В 1944—1945 годах мы также начали заниматься ускоренным выращиванием семенников белокочанной и китайской капусты, репы, брюквы, салата. Во многом эта деятельность отразилась на
общих успехах совхоза «Сеймчан». К концу Великой Отечественной войны он занимал первое место среди сельскохозяйственных предприятий Колымы по урожайности овощных культур. Так произошло и в 1945 году несмотря на неблагоприятные метеорологические условия. В среднем с одного гектара в «Сеймчане» собрали девять тонн картофеля при плане восемь, в то время как другие совхозы Колымы только по пять-шесть тонн. Одновременно нами было выращено столько семян репы, брюквы, турнепса, салата, китайской капусты и даже табака, что дало возможность обеспечить потребности нашего хозяйства и еще выделить для нужд других огородников. Этот успех также разделяли агрономы «Сеймчана» В.С. Боженко, П.П. Пасечник. Последний оказался на Колыме как репрессированный по клеветническому обвинению.

# [Исходные данные]
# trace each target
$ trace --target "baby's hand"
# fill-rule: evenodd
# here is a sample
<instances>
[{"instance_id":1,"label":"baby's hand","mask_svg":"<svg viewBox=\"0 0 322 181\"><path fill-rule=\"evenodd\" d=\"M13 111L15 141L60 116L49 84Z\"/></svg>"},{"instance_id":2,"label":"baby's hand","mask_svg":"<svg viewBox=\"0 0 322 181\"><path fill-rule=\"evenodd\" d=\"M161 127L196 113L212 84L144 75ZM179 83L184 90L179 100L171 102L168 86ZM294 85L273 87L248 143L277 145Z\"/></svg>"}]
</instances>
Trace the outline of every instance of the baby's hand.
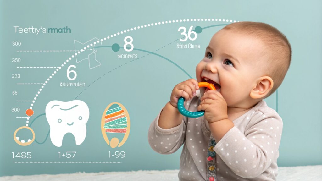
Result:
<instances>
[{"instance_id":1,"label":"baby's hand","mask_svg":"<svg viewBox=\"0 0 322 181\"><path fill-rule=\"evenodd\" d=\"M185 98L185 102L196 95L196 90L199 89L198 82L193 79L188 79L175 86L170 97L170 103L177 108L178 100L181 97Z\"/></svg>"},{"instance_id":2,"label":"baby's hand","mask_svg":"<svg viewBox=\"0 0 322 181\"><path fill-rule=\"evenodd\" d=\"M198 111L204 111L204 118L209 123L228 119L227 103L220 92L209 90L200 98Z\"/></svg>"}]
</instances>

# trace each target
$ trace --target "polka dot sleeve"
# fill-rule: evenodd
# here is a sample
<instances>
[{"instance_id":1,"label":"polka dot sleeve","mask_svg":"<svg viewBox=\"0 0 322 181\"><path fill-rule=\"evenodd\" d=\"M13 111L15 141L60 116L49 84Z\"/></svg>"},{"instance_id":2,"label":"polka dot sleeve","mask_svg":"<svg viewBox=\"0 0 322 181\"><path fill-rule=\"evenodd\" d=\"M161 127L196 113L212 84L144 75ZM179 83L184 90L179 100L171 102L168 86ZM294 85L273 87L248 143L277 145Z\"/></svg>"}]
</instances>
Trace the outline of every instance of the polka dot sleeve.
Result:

---

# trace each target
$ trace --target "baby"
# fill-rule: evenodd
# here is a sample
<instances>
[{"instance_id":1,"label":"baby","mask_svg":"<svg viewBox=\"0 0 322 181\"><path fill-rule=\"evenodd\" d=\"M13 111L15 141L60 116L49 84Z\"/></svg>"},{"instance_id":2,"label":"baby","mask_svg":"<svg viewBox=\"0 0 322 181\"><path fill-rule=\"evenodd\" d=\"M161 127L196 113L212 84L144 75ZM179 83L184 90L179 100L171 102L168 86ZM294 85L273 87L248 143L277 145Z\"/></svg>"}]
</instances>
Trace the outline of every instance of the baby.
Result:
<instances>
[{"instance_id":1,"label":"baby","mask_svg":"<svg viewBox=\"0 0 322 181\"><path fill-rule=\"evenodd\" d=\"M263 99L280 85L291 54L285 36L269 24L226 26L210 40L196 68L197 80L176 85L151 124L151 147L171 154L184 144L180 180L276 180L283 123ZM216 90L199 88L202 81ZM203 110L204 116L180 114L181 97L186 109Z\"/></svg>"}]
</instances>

--

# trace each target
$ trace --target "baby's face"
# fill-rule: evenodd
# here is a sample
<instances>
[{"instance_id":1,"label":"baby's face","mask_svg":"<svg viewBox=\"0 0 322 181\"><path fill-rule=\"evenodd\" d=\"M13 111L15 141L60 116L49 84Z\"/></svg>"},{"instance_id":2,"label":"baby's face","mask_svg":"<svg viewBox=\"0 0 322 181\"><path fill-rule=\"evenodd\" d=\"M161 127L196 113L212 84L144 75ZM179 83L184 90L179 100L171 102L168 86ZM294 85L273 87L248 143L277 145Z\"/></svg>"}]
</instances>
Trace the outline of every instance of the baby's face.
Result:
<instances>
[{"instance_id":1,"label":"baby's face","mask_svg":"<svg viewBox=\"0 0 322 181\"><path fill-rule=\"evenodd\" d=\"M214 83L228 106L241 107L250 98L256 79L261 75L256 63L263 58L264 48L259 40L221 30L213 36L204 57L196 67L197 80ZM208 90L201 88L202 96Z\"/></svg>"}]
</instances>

# [Задание]
Ответьте, пожалуйста, по отрывку:
1. В каких годах начали ускоренно выращивать семенники капусты, репы, брюквы и салата?
2. Сколько тонн картофеля в среднем собрали с одного гектара в «Сеймчане» и каков был план?
3. Каких агрономов «Сеймчана» называет отрывок?
Строки к отрывку отношения не имеют.

# [Ответ]
1. В 1944—1945 годах.
2. Девять тонн при плане восемь.
3. В.С. Боженко и П.П. Пасечника.